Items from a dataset
"""

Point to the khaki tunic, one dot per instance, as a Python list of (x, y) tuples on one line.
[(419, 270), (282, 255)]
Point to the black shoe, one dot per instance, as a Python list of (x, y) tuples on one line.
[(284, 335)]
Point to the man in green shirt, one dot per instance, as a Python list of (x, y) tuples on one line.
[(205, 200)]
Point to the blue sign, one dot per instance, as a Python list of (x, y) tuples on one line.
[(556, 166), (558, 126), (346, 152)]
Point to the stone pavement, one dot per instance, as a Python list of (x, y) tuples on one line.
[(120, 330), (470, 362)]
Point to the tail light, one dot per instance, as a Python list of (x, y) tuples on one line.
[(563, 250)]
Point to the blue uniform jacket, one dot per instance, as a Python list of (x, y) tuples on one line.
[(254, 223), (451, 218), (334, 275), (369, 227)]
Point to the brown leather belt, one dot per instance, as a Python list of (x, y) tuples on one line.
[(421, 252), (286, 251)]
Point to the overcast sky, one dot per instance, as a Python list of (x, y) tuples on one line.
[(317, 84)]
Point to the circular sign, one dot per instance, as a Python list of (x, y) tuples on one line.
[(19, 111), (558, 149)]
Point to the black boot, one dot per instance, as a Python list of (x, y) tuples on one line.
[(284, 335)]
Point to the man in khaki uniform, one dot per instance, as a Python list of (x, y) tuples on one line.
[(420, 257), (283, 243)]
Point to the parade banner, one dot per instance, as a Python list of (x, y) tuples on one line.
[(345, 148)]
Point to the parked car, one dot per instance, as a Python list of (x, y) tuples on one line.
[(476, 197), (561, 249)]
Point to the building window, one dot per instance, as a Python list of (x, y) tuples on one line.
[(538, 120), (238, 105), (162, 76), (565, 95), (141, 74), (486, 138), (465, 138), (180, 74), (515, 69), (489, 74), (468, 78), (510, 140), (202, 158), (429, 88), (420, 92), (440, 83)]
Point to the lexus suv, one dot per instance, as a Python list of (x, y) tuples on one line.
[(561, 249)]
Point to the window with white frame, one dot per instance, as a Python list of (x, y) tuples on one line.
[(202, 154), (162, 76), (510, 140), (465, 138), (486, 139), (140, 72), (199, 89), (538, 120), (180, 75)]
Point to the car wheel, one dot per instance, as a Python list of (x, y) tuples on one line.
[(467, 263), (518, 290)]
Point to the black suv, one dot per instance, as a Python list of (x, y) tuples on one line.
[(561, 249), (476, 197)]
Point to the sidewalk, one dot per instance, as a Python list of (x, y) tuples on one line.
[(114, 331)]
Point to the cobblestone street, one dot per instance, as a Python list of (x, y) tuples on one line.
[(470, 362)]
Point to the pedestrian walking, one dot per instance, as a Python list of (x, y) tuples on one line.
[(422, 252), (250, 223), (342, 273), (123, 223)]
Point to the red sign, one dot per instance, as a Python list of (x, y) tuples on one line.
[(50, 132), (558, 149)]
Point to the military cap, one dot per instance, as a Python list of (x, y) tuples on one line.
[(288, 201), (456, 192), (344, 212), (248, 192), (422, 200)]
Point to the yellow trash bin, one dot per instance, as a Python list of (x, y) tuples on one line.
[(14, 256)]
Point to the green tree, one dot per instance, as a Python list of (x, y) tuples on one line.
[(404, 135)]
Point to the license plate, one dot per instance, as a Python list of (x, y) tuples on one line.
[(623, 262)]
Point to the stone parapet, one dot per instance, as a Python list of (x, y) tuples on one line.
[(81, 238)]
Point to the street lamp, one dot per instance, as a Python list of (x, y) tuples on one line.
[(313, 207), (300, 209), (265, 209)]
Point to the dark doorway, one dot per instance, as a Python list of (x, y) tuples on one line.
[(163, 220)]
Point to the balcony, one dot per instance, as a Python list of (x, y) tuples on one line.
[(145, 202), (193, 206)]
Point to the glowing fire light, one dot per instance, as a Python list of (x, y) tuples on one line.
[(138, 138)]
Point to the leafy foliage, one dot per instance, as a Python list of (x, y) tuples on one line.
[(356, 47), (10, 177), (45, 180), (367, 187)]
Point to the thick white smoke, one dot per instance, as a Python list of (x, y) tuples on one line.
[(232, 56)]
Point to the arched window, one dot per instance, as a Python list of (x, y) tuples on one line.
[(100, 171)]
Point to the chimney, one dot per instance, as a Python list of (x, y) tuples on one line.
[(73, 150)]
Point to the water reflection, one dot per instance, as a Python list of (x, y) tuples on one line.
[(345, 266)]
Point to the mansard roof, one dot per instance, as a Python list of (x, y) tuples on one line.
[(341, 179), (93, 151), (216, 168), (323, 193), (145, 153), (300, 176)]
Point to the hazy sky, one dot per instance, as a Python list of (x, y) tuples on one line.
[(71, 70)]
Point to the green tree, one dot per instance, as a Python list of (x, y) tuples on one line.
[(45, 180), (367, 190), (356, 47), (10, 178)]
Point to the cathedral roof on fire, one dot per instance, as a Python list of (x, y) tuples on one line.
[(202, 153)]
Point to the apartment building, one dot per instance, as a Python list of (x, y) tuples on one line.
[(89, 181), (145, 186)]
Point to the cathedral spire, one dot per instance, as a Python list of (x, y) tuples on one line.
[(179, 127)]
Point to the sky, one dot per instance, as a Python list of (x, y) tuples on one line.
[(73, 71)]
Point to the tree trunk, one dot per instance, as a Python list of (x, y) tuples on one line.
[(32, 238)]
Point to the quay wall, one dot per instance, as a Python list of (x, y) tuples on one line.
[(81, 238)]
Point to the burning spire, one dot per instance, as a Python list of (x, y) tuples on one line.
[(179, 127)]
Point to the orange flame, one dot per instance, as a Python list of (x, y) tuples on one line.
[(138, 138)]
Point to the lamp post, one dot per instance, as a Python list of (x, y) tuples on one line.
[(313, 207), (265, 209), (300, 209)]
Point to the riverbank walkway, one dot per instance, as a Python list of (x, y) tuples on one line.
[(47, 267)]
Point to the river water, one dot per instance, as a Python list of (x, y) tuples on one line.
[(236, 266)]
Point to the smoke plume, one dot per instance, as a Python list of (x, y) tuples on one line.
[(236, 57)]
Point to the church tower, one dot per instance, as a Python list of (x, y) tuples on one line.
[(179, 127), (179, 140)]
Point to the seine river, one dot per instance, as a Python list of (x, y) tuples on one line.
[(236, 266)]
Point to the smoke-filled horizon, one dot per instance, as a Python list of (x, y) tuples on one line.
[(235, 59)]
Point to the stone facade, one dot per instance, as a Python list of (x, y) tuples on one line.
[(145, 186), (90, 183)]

"""

**TASK GOAL:**
Repeat, word for word, all the lines above.

**PROBLEM SOLUTION:**
Point to the khaki tunic, one dot per instance, as a Python list of (x, y) tuples on one line.
[(419, 270), (282, 255)]
Point to the black shoe, one dot per instance, as a Python list of (x, y) tuples on one line.
[(284, 335)]
Point to the man in green shirt, one dot per instance, as a Python list of (x, y) tuples on one line.
[(205, 200)]
Point to the blue sign, one dot per instance, as a Python list of (x, y) tuples on one line.
[(556, 166), (558, 126), (346, 152)]
Point to the stone pavement, one dot per instance, as a Python list of (x, y) tuples on one line.
[(120, 330), (470, 362)]
Point to the tail light, one dot per instance, as a Python list of (x, y) tuples on one line.
[(563, 250)]
Point to the blue uniform jacket, one dot per instance, as a Python list of (x, y) tuples on one line.
[(254, 223), (451, 218), (334, 275), (369, 227)]
Point to the brown leather belt, one dot per instance, as a Python list of (x, y) tuples on one line.
[(421, 252), (286, 251)]
Point to the overcast sky, one dot per instance, as a Python list of (x, y) tuples on one line.
[(317, 84)]
Point to the circular sign, one dot per instance, as a Python list of (x, y) tuples on one line.
[(19, 111), (558, 149)]
Point to the black boot, one dot per instance, as a Python list of (x, y) tuples on one line.
[(284, 335)]
Point to the man in khaki uniform, one dot per instance, as a Python list of (x, y) tuples on one line.
[(420, 257), (283, 243)]
Point to the parade banner, one dot per instance, as a Python list of (x, y) tuples on one line.
[(345, 148)]
Point to the parked car, one dot per instance, as a Python list of (x, y) tuples on one line.
[(476, 197), (561, 249)]
Point to the building window, one dot per instance, as a Python list of (x, y) tuples on one line.
[(538, 120), (238, 105), (162, 76), (565, 95), (141, 74), (486, 138), (465, 138), (180, 74), (515, 69), (489, 74), (468, 78), (510, 140), (202, 158), (429, 88), (420, 92), (440, 83)]
Point to the lexus suv, one dot per instance, as a Python list of (x, y) tuples on one line.
[(561, 249)]
Point to the window with white frame, one dot per instance, as a Python list of (x, y) tuples on one line.
[(202, 154), (162, 76), (510, 140), (465, 138), (486, 139), (140, 72), (199, 89), (538, 120), (180, 75)]
Point to the car wheel, one dot per instance, as a Python list of (x, y) tuples on one line.
[(467, 263), (518, 290)]
Point to the black suv, one dot per instance, as a Python list of (x, y) tuples on one line.
[(561, 249), (476, 197)]
Point to the sidewalk, one dot per instance, as a Python list of (x, y) tuples on one line.
[(114, 331)]
Point to the cobblestone street, one dot per instance, as a Python list of (x, y) tuples on one line.
[(470, 362)]
Point to the pedestrian walking, one dot per instance, as a Python list of (x, y) tuples on one line.
[(422, 252), (250, 223), (342, 273), (123, 223)]
Point to the red sign, one dot per instance, as a Python list of (x, y) tuples on one line.
[(50, 132), (558, 149)]
Point to the military cap, one dot per instance, as a Python list of (x, y) tuples on one line.
[(288, 201), (456, 192), (344, 212), (248, 192), (422, 200)]
Point to the yellow trash bin, one dot per instance, as a Python list of (x, y) tuples on one line.
[(14, 256)]
Point to the green tree, one dot per instance, as a Python list of (x, y) tuples on one line.
[(404, 135)]
Point to the license plate, one dot per instance, as a Python list of (x, y) tuples on one line.
[(623, 262)]
Point to the stone parapet, one dot per instance, as a Python list of (x, y) tuples on one line.
[(81, 238)]
Point to the street lamp, one dot per instance, as a Python list of (x, y) tuples on one line.
[(313, 207), (300, 209), (265, 209)]
Point to the dark doorway, one dot per instance, as a Python list of (x, y) tuples on one line.
[(163, 220)]
Point to the balcony, one dot per instance, as a Python list of (x, y) tuples on one line.
[(145, 202), (193, 206)]
Point to the glowing fire light, one dot per instance, as a Python list of (x, y) tuples on one line.
[(138, 138)]
Point to the leafy foliage, one dot per instance, as a Python list of (x, y) tuples on one line.
[(356, 47), (10, 177), (45, 180), (367, 187)]
Point to the thick white smoke, one dot per instance, as a Python list of (x, y) tuples on one line.
[(232, 56)]
Point to the arched window, one dot per instance, as a Python list of (x, y) tuples on one line.
[(100, 171)]
Point to the chimney, one dot per instance, as a Python list of (x, y) tuples on one line.
[(73, 150)]
Point to the water reflection, one dot per instance, as a Python list of (x, y) tuples on one line.
[(345, 266)]
Point to the mansard roof, one dot per instance, as a Python list of (x, y) tuples on one line.
[(341, 179), (93, 151), (216, 168), (323, 193), (145, 153), (300, 176)]
Point to the hazy sky, one dot per instance, as a Python list of (x, y) tuples on one line.
[(71, 70)]
Point to the green tree, one dot per instance, as a Python list of (x, y) tuples on one line.
[(45, 180), (367, 190), (356, 47), (10, 178)]
Point to the cathedral roof on fire, one dot per instance, as a Python list of (x, y) tuples on one line.
[(202, 153)]
Point to the apartment building, one dot per instance, as a Python list of (x, y) tuples on one line.
[(89, 181), (145, 186)]
Point to the cathedral spire, one dot per instance, as a Python list of (x, y) tuples on one line.
[(179, 127)]
Point to the sky, one dot per instance, as a Python list of (x, y) tuples on one line.
[(73, 71)]
Point to the tree trunk, one dot per instance, as a Python list of (x, y) tuples on one line.
[(32, 238)]
Point to the quay wall, one dot per instance, as a Python list of (x, y) tuples on one line.
[(81, 238)]
Point to the burning spire, one dot per instance, as a Python list of (x, y) tuples on one line.
[(179, 127)]
Point to the orange flame, one dot per instance, as a Python list of (x, y) tuples on one line.
[(138, 138)]
Point to the lamp post, one dot per instance, as a Python list of (x, y) tuples on one line.
[(313, 207), (265, 209), (300, 209)]
Point to the riverbank walkway, one dot per instance, as a Python list of (x, y) tuples on one line.
[(47, 267)]
Point to the river water, one dot per instance, as a Python list of (x, y) tuples on one line.
[(236, 266)]
Point to the smoke plume, one dot per instance, as a Python list of (x, y) tuples on one line.
[(236, 57)]
Point to the church tower, one dot per instance, as a Python list of (x, y) tuples on one line.
[(179, 127), (179, 140)]
Point to the seine river, one dot per instance, as a Python list of (x, y) tuples on one line.
[(236, 266)]
Point to the smoke-filled horizon, one dot per instance, as a Python list of (x, y) tuples on one line.
[(235, 59)]
Point to the stone facade, one dot per instance, as a Python list of (x, y) tuples on one line.
[(145, 186), (90, 183)]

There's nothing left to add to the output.